§ Task
Quote the PawSox stadium commentary word for word, beginning at the words "This battle is" and stopping after "facts, and data.".

§ Page excerpt
###
Go PawSox! No really . . . go. Get your hands out of my pockets and go away. Millionaire team owner Larry Lucchino is back with a new pitch — he heard your concerns and has repackaged his outrageous demands. Gone is that not true “revenue neutral” pitch — now we have “publicly owned.” You will hear that phrase a lot now, but nothing has changed. The ownership team of entitled millionaires wants taxpayers to pay for their stadium. (With all the amenities! Amenities that no PawSox fan relaxing in McCoy with a cold beer and a hot dog, ever, ever missed.)
This battle is exhausting, and at this point, anyone — Senate President Dominick Ruggerio, House Speaker Nicholas Mattiello, or the Providence Journal editorial board — who suggests that stadiums are generators of economic development, is choosing not to know that the opposite was proven true long ago. Also known as lying.
Ruggerio is in a huge rush on this. (ProJo 3.28.17)
“It depends how quickly the administration moves on this,” Ruggerio said. “I certainly would not be adverse to coming back here at a later date if it doesn’t happen before the session ends. I think it is that important. It is a big revenue generator for the state.”
[Emphasis mine.] I would ask that Mr. Ruggerio support that assertion with studies, facts, and data.
And apparently the Providence Journal editorial board doesn’t even read its own newspaper where several articles during the last stadium battle cited the sad economic realities of stadium deals for cities around the nation. (ProJo 2.4.17)
Other Triple-A cities have gotten an economic jump from building in areas where neighborhood development could grow up around the park, and where there is room for premium suites, beer gardens, party terraces and children’s fun areas. In some locations, such as Durham, N.C., the ballpark’s impact has been dramatic.
“Cities” plural? No, just Durham. Why is it always and only Durham that is ever cited by these boosters? Because there was a unique set of circumstances surrounding and supporting that one project. And if the board had bothered to attend or watch the presentation by Victor Matheson, professor of economics at College of the Holy Cross, they would know this. (Go to RI Future for video.) Frankly, I think the board understands the Durham anomaly perfectly well but chooses not to know this inconvenient truth. (If the board is pressed for time they should try the John Oliver take-down of taxpayer supported stadiums. It has been watched over 7,000,000 times . . . so people know about this now.)
House Speaker Nicholas Mattiello is likewise happy to ignore the true facts surrounding the dismal history of taxpayer-funded stadiums. Last time around he hired Andrew Zimbalist, a “consultant” who was in truth a PawSox lobbyist paid for by taxpayers. Zimbalist happily pushed the pro-stadium line for Mr Mattiello . . . until it was discovered that he had frequently stated the opposite position. (Freakonomics interview.)
One should not anticipate that a team or a facility by itself will either increase employment or raise per capita income in a metropolitan area. . . . if the public or its political representatives are trying to make the case that a team or a facility by itself will be an important development tool, then the electorate should think twice before opening its collective wallet.”
My advice to Mr. Lucchino? First: Tanning booths have been linked to increased rates of skin cancer. Second: If you have such a great business plan then private equity firms will be lining up with bags full of money.
And third: If you have to move the PawSox to another city, then so be it. You killed my love for the team a long ago.
###
Referring expression data:
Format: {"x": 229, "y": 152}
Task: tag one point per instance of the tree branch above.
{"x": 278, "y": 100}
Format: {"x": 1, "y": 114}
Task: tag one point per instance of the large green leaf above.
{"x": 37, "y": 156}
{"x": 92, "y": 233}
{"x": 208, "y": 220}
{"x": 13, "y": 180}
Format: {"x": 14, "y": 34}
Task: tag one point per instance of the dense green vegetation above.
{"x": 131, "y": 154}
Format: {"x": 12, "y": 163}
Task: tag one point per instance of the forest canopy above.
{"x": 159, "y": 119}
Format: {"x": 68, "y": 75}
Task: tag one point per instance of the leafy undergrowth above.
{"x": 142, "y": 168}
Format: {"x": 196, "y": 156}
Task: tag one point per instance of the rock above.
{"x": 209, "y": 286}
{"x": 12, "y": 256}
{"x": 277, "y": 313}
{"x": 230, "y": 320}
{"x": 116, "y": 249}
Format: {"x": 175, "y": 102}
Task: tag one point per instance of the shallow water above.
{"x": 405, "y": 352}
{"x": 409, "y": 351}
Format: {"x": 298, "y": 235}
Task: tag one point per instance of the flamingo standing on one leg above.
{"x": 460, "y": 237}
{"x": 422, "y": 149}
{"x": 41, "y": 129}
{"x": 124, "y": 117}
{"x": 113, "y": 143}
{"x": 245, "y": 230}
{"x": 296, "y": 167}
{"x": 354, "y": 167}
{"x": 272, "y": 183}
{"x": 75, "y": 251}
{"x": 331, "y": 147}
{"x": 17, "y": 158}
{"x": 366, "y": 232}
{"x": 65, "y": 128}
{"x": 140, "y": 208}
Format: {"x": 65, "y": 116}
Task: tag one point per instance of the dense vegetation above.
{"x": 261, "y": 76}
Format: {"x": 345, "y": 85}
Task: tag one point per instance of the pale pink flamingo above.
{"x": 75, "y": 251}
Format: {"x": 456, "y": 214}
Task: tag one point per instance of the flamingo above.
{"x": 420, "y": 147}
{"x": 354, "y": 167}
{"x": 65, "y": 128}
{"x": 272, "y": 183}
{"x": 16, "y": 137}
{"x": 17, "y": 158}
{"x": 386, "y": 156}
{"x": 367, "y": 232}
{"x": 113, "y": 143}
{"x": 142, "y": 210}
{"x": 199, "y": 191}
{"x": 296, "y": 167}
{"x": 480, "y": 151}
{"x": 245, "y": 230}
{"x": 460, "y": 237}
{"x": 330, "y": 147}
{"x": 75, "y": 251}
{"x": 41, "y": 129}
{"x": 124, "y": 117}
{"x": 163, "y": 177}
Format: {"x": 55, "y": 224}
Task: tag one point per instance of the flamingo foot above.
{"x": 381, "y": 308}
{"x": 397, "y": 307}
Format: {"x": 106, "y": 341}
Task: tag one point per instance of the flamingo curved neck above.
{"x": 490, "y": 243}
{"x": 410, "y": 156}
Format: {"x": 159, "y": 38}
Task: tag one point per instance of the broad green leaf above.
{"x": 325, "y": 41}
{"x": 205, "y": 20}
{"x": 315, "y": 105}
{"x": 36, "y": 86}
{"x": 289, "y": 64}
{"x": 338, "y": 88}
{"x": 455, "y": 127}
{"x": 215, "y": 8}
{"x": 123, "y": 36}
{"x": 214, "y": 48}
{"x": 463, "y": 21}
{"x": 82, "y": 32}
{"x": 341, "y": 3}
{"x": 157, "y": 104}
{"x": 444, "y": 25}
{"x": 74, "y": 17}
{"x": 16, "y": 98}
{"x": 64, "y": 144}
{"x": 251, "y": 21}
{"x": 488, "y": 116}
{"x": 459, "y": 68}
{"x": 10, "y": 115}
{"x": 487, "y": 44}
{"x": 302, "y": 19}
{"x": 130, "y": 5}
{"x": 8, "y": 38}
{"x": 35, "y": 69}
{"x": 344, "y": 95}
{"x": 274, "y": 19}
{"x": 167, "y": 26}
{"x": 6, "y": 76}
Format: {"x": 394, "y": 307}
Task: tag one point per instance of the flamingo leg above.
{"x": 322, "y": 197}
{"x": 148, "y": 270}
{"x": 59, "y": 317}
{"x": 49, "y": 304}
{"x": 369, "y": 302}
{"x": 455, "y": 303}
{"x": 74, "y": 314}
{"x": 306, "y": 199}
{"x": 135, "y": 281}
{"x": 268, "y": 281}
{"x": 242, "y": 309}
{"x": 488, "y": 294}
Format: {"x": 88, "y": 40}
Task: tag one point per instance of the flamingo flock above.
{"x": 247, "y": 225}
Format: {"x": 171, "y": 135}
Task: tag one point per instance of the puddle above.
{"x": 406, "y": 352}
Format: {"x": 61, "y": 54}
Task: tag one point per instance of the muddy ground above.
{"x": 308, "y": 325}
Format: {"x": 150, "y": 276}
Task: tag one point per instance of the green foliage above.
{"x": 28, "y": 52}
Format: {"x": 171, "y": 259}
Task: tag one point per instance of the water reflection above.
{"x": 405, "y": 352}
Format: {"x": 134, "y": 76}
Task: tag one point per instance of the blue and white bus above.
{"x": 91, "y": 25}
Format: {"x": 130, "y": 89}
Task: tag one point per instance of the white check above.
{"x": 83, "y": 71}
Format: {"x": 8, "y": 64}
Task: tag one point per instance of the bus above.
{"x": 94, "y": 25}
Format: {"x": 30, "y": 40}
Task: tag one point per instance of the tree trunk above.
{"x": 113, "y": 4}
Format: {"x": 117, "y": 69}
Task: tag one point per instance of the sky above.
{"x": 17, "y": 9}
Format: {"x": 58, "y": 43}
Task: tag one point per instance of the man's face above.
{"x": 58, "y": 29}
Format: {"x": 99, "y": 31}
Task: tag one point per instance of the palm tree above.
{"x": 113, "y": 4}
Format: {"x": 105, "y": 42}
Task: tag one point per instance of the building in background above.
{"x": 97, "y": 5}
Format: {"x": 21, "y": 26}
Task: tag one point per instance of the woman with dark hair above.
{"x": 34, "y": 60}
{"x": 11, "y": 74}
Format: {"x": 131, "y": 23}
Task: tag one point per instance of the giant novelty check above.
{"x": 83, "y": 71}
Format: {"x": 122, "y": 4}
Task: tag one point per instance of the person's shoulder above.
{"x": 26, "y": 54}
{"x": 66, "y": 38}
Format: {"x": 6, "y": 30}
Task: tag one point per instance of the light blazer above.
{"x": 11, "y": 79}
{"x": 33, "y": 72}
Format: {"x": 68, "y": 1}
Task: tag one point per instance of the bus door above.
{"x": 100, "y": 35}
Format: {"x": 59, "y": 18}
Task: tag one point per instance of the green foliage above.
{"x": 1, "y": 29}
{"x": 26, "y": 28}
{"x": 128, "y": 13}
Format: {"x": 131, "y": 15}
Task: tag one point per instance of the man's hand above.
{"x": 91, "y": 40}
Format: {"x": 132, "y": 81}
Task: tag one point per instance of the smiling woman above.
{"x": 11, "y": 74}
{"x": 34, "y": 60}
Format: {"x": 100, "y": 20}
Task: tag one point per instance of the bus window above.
###
§ Task response
This battle is exhausting, and at this point, anyone — Senate President Dominick Ruggerio, House Speaker Nicholas Mattiello, or the Providence Journal editorial board — who suggests that stadiums are generators of economic development, is choosing not to know that the opposite was proven true long ago. Also known as lying.
Ruggerio is in a huge rush on this. (ProJo 3.28.17)
“It depends how quickly the administration moves on this,” Ruggerio said. “I certainly would not be adverse to coming back here at a later date if it doesn’t happen before the session ends. I think it is that important. It is a big revenue generator for the state.”
[Emphasis mine.] I would ask that Mr. Ruggerio support that assertion with studies, facts, and data.